## Written exercise
Can you quote every one of the lines below word for word, omitting the picture?

※

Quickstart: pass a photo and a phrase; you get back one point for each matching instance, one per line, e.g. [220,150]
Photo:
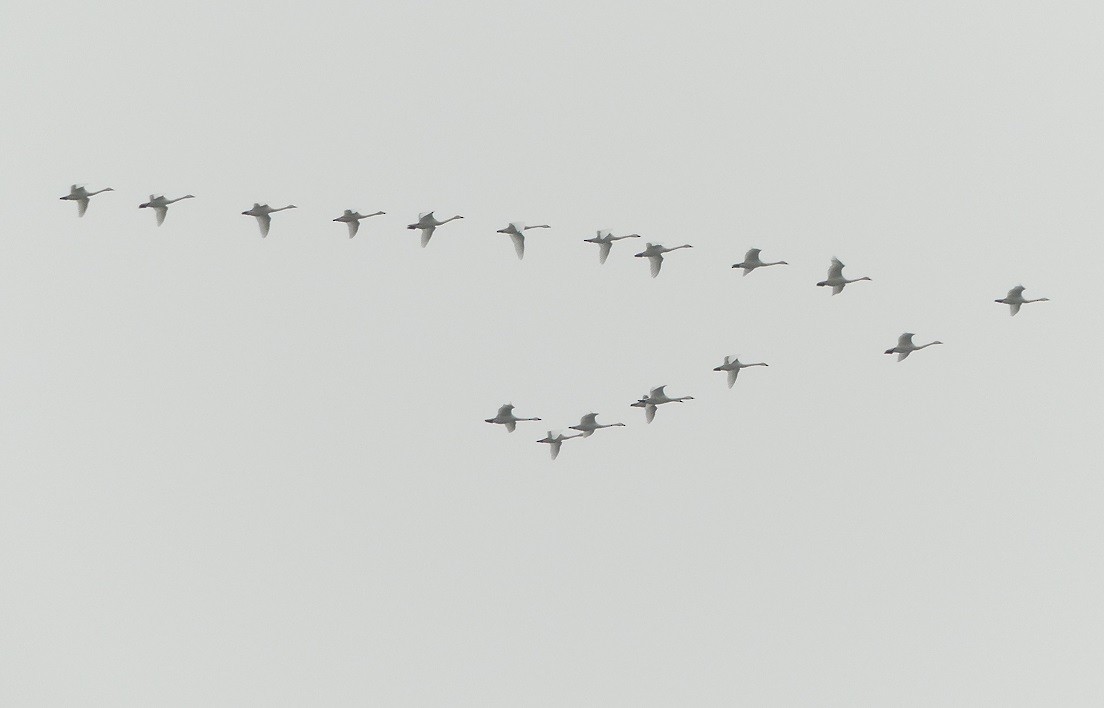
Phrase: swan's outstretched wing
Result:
[264,221]
[656,262]
[519,244]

※

## Final answer
Quickstart: pass a photo and a phrase; you get back one point for each matching instance, one per line, e.g. [220,150]
Photo:
Phrase: swan's outstretched wing
Result:
[264,221]
[656,262]
[519,244]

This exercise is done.